Records excerpted from a collection
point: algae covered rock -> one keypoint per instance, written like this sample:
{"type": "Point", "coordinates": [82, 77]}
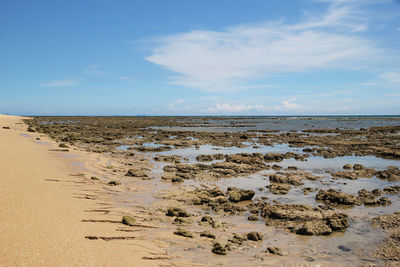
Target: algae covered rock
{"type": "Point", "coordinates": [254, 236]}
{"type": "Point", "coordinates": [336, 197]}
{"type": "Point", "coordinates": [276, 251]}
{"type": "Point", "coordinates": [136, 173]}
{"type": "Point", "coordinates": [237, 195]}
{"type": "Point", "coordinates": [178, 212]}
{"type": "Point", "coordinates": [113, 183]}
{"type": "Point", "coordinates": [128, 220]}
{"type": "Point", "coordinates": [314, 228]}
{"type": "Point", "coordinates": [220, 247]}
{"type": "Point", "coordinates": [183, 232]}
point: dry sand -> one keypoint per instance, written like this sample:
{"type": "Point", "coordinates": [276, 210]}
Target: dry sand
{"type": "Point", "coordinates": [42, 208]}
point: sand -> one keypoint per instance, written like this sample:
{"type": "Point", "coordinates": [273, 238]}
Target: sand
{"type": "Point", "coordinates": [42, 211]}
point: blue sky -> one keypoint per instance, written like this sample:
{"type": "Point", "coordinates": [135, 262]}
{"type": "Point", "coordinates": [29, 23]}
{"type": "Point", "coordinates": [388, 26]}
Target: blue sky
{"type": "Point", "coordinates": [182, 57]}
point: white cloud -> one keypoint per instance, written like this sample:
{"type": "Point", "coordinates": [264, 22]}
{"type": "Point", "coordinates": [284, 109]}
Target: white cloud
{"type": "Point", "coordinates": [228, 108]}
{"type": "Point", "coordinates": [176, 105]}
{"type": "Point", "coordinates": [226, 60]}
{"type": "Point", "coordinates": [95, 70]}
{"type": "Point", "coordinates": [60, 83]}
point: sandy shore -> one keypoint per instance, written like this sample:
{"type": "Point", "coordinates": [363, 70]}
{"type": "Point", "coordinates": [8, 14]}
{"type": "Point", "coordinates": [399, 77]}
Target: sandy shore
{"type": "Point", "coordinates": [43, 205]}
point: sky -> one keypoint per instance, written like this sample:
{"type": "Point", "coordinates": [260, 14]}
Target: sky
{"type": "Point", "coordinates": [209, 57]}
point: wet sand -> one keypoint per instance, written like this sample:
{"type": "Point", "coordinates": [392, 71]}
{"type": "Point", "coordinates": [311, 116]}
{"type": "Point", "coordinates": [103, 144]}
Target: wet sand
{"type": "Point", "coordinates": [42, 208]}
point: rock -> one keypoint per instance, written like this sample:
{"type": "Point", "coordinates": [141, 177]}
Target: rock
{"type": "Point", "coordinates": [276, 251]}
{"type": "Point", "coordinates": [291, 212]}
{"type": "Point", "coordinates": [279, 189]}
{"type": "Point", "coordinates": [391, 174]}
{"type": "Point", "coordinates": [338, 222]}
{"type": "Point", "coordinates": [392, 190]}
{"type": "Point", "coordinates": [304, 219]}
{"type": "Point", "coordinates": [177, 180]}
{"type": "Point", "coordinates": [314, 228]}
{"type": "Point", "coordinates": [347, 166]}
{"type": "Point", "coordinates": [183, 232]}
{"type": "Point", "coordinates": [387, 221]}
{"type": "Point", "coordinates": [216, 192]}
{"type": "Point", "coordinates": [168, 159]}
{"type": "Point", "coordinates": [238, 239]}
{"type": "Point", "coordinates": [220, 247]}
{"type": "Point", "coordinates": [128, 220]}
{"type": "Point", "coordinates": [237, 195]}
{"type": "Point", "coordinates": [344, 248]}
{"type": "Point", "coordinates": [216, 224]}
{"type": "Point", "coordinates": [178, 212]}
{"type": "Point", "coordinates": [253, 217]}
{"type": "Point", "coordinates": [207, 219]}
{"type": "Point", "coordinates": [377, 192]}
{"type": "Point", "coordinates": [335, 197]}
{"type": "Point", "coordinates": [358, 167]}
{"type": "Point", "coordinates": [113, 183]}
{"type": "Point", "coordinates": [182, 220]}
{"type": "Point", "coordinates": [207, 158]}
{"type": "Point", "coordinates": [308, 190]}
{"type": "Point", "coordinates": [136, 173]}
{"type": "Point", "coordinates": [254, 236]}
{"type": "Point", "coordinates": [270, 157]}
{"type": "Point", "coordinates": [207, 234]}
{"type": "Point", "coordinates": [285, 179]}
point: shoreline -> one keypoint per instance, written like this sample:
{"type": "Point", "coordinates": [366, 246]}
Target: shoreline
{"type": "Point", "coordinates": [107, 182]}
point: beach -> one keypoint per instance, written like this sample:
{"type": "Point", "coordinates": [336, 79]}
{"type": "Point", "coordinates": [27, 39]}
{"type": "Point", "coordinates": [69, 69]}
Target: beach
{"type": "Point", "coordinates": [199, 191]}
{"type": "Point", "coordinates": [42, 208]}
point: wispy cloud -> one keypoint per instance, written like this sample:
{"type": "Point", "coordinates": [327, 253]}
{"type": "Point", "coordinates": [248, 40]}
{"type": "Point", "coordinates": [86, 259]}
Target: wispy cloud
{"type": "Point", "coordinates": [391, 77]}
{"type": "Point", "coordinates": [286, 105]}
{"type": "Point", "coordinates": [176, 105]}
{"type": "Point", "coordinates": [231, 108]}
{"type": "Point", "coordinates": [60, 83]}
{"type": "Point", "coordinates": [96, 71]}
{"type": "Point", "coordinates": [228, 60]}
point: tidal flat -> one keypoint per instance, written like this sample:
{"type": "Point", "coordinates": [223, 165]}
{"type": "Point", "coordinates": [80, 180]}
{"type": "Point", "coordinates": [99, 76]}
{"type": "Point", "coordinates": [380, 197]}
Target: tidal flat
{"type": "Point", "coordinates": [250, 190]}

▶ WORK INSTRUCTION: Every line above should be reproduced exactly, please, with no pictures included.

▶ WRITTEN RESPONSE:
point: algae covered rock -> one keypoint per instance, written like this sample:
{"type": "Point", "coordinates": [82, 77]}
Target: algae covered rock
{"type": "Point", "coordinates": [254, 236]}
{"type": "Point", "coordinates": [336, 197]}
{"type": "Point", "coordinates": [276, 251]}
{"type": "Point", "coordinates": [136, 173]}
{"type": "Point", "coordinates": [237, 195]}
{"type": "Point", "coordinates": [178, 212]}
{"type": "Point", "coordinates": [113, 183]}
{"type": "Point", "coordinates": [128, 220]}
{"type": "Point", "coordinates": [314, 228]}
{"type": "Point", "coordinates": [220, 247]}
{"type": "Point", "coordinates": [183, 232]}
point: dry sand -> one keypoint per instance, written like this sample:
{"type": "Point", "coordinates": [276, 210]}
Target: dry sand
{"type": "Point", "coordinates": [42, 208]}
point: sand -> one keypoint per instance, written like this sample:
{"type": "Point", "coordinates": [273, 238]}
Target: sand
{"type": "Point", "coordinates": [42, 211]}
point: blue sky -> one keypoint per instance, written like this sample:
{"type": "Point", "coordinates": [135, 262]}
{"type": "Point", "coordinates": [29, 23]}
{"type": "Point", "coordinates": [388, 26]}
Target: blue sky
{"type": "Point", "coordinates": [182, 57]}
point: white cloud -> one keypoint per instance, written like this sample:
{"type": "Point", "coordinates": [264, 22]}
{"type": "Point", "coordinates": [284, 109]}
Target: white cloud
{"type": "Point", "coordinates": [228, 108]}
{"type": "Point", "coordinates": [176, 105]}
{"type": "Point", "coordinates": [226, 60]}
{"type": "Point", "coordinates": [95, 70]}
{"type": "Point", "coordinates": [60, 83]}
point: sandy shore -> one keypoint per instance, written like this sample:
{"type": "Point", "coordinates": [363, 70]}
{"type": "Point", "coordinates": [8, 14]}
{"type": "Point", "coordinates": [399, 77]}
Target: sandy shore
{"type": "Point", "coordinates": [43, 205]}
point: sky -> one keypoint per instance, written like this sample:
{"type": "Point", "coordinates": [260, 14]}
Target: sky
{"type": "Point", "coordinates": [209, 57]}
point: wet sand -> one keypoint per instance, written like this sample:
{"type": "Point", "coordinates": [392, 71]}
{"type": "Point", "coordinates": [311, 116]}
{"type": "Point", "coordinates": [103, 144]}
Target: wet sand
{"type": "Point", "coordinates": [42, 208]}
point: rock -> one keypoint per instance, written like this sample:
{"type": "Point", "coordinates": [141, 177]}
Target: rock
{"type": "Point", "coordinates": [276, 251]}
{"type": "Point", "coordinates": [291, 212]}
{"type": "Point", "coordinates": [279, 189]}
{"type": "Point", "coordinates": [391, 174]}
{"type": "Point", "coordinates": [338, 222]}
{"type": "Point", "coordinates": [392, 190]}
{"type": "Point", "coordinates": [304, 219]}
{"type": "Point", "coordinates": [177, 180]}
{"type": "Point", "coordinates": [314, 228]}
{"type": "Point", "coordinates": [347, 166]}
{"type": "Point", "coordinates": [183, 232]}
{"type": "Point", "coordinates": [387, 221]}
{"type": "Point", "coordinates": [216, 192]}
{"type": "Point", "coordinates": [168, 159]}
{"type": "Point", "coordinates": [238, 239]}
{"type": "Point", "coordinates": [220, 247]}
{"type": "Point", "coordinates": [128, 220]}
{"type": "Point", "coordinates": [237, 195]}
{"type": "Point", "coordinates": [344, 248]}
{"type": "Point", "coordinates": [216, 224]}
{"type": "Point", "coordinates": [178, 212]}
{"type": "Point", "coordinates": [253, 217]}
{"type": "Point", "coordinates": [207, 219]}
{"type": "Point", "coordinates": [377, 192]}
{"type": "Point", "coordinates": [335, 197]}
{"type": "Point", "coordinates": [358, 167]}
{"type": "Point", "coordinates": [113, 183]}
{"type": "Point", "coordinates": [182, 220]}
{"type": "Point", "coordinates": [207, 158]}
{"type": "Point", "coordinates": [308, 190]}
{"type": "Point", "coordinates": [136, 173]}
{"type": "Point", "coordinates": [254, 236]}
{"type": "Point", "coordinates": [270, 157]}
{"type": "Point", "coordinates": [207, 234]}
{"type": "Point", "coordinates": [285, 179]}
point: shoreline -> one keypoint per instance, written like this sample:
{"type": "Point", "coordinates": [366, 246]}
Target: shoreline
{"type": "Point", "coordinates": [107, 182]}
point: beach -> one keypoint per instance, written like this sample:
{"type": "Point", "coordinates": [336, 79]}
{"type": "Point", "coordinates": [27, 39]}
{"type": "Point", "coordinates": [69, 69]}
Target: beach
{"type": "Point", "coordinates": [199, 191]}
{"type": "Point", "coordinates": [42, 208]}
point: wispy cloud -> one keypoint per instance, written like this sample:
{"type": "Point", "coordinates": [327, 253]}
{"type": "Point", "coordinates": [248, 40]}
{"type": "Point", "coordinates": [86, 259]}
Target: wispy cloud
{"type": "Point", "coordinates": [391, 77]}
{"type": "Point", "coordinates": [286, 105]}
{"type": "Point", "coordinates": [176, 105]}
{"type": "Point", "coordinates": [231, 108]}
{"type": "Point", "coordinates": [60, 83]}
{"type": "Point", "coordinates": [96, 71]}
{"type": "Point", "coordinates": [228, 60]}
point: tidal flat -> one keypoint per instance, written like this sample:
{"type": "Point", "coordinates": [223, 165]}
{"type": "Point", "coordinates": [80, 180]}
{"type": "Point", "coordinates": [99, 76]}
{"type": "Point", "coordinates": [380, 197]}
Target: tidal flat
{"type": "Point", "coordinates": [250, 190]}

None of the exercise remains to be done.